Passage to read →
November 27th, 2008 10:19 am GMT - Posted by Mike

A less politised system seems like a very good idea. But, as a Canadian its an interesting dilema. Cuts to the H1B program have been quite benificial to us. For instance, Microsoft recently opened a new facility in Vancouver where our less politised immigration policy allows them recruit sufficient skilled workers. So perhaps the current state of affiars isn’t such a bad thing, for us anyway :)

November 27th, 2008 10:13 am GMT - Posted by Max Taylor

James…

Your ‘let’s do this’ and ‘they should do that’ is typical of people who want to simplify complex issues to 10 words or less. Not realistic or constructive, and as an employer, lets put Americans to work sounds nice, but is not realistic. The jobs immigrant workers do are available to ‘American Kids’ and if they wanted to do the job, the opportunity is there, it just seems to me that quite a few domestic workers are so much more concerned about what their employers are going to do for them. We stand a pretty good chance of becoming an less productive nanny state if we choose pander to workers sense of entitlement. In countries like Canada, and unions talk about peoples ‘right’ to earn a good living, earning a good living is not a right, it is something people should be motivated to do, being driven to success is what has made America great. Looking back it has been immigrants driven to success in a more free economy, than available anywhere else, that has allowed the United States to become the country that it is. I say we need more of that…

Max

November 27th, 2008 9:57 am GMT - Posted by James Dean

There are too many American kids out of work already. I say it’s time for a change. Stop letting big business benefit from cheap labor and put Americans back to work. Stop undercutting their ability to make a living wage and we will discover there are NO jobs that Americans just won’t do.

Records from a dataset →

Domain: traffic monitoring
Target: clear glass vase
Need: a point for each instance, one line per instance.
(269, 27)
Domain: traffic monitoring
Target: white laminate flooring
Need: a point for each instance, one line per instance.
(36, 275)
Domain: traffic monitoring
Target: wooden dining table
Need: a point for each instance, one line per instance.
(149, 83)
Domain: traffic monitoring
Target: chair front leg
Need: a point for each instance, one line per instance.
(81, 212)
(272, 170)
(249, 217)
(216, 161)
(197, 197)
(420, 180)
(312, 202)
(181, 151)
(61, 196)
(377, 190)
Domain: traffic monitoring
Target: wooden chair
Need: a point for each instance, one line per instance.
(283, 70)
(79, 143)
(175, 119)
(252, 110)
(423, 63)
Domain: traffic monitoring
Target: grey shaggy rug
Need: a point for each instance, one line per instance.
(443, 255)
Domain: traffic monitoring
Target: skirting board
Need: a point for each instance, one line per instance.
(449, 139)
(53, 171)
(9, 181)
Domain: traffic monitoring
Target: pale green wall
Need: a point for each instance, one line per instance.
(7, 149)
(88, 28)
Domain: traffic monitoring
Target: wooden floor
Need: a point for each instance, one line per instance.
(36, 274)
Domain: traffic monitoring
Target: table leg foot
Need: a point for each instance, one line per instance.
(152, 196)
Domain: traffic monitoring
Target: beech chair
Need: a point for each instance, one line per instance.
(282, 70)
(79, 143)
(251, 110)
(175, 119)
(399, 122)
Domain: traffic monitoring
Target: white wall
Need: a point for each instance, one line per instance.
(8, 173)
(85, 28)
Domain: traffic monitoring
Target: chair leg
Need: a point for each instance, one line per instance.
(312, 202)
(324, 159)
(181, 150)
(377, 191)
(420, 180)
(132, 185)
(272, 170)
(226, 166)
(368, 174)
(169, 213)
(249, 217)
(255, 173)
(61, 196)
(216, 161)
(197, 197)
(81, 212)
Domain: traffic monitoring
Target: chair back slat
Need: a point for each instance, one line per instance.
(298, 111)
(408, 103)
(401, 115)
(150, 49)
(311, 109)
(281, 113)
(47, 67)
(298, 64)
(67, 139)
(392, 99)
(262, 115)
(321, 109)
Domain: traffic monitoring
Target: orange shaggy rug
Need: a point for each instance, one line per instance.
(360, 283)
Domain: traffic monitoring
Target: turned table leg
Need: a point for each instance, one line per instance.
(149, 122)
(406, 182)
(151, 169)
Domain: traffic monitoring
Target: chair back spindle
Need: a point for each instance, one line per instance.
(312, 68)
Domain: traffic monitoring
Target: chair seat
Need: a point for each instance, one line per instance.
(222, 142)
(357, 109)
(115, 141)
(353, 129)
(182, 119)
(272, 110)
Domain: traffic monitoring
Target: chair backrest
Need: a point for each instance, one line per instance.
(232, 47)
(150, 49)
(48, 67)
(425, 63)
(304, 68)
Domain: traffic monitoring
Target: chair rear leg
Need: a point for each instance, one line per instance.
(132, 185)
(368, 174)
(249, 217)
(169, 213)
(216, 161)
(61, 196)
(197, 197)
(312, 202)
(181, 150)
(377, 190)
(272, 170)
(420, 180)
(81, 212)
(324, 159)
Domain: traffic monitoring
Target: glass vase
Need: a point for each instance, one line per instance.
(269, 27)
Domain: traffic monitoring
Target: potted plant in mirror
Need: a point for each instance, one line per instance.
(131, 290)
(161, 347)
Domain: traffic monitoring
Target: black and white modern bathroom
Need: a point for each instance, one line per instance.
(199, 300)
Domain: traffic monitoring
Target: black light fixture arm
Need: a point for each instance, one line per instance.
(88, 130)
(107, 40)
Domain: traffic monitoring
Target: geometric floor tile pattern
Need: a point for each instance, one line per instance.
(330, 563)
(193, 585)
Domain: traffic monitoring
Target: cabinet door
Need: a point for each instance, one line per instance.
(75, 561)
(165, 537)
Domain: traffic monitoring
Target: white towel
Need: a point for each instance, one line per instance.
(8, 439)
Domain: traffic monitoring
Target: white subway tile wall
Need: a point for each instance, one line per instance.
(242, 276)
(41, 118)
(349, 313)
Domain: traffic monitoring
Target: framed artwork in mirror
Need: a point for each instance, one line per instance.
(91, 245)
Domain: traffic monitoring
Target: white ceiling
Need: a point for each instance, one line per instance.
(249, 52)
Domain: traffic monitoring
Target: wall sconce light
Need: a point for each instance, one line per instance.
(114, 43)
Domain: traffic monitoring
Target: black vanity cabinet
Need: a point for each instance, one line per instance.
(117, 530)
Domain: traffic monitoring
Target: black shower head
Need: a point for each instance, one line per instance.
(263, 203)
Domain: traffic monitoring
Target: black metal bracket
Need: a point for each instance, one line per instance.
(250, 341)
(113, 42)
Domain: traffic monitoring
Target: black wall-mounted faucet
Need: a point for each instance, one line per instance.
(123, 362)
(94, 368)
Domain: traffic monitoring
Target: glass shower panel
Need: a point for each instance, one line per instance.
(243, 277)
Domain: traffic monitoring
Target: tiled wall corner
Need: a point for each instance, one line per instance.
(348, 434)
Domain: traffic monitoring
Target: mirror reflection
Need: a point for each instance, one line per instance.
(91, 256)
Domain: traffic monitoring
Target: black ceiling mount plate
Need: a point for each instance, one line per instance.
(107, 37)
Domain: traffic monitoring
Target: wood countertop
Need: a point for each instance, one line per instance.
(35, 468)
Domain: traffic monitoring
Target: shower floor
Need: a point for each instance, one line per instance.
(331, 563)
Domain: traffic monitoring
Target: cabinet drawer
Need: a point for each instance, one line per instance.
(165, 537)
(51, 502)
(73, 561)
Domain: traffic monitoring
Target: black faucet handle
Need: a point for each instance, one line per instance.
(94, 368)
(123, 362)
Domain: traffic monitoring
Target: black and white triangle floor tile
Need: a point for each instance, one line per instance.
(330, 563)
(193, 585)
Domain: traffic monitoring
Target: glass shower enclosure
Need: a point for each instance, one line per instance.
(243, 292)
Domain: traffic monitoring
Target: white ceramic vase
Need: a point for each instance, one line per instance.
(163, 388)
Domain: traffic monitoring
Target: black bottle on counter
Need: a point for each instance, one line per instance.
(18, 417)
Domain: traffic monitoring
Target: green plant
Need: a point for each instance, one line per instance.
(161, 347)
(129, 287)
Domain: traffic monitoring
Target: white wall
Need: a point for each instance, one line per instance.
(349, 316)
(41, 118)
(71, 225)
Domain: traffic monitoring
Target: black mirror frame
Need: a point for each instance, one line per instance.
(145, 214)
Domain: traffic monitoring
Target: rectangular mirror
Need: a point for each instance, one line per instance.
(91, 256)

Problem set →
#1 According to the immigration comments, where did Microsoft recently open a new facility?
#2 Extend the immigration comments, picking up after the final sentence shown.
The entries come from a different source than the immigration comments.

Answer list →
#1 Vancouver.

#2
November 27th, 2008 9:53 am GMT - Posted by Native American

Immigration reform will only better our Economic woes, Think about this, if only 50 % of the undocumented buy houses, cars, appliances, open bank accounts, pay Taxes, How many TRILLIONS that will bring into the economy?

The only way to go is Immigration Reform.
Even the Republicans learn t their lesson the hear way in this election.

“An analysis by America’s Voice of 21 “battleground” races for House and Senate seats found that pro-immigration-reform candidates beat enforcement-only “hardliners” in 19 of the races. “Americans voters have shown they prefer fair and practical solutions over anti-immigrant rhetoric that sidesteps the real problem,” said Angela Kelley, Director of the Immigration Policy Center”

November 27th, 2008 9:44 am GMT - Posted by J. Stevens

Immigration numbers are highest in our history. We are not an empty country west of the Mississipi any longer. The west has been settled. So don’t act like we are keeping everyone out.

Illegals come at alarming rates. It is bankrupting many states. It is dangerous since the criminals just walk into “Sanctuary Cities”. Crime and murder is up from poverty and lack of jobs.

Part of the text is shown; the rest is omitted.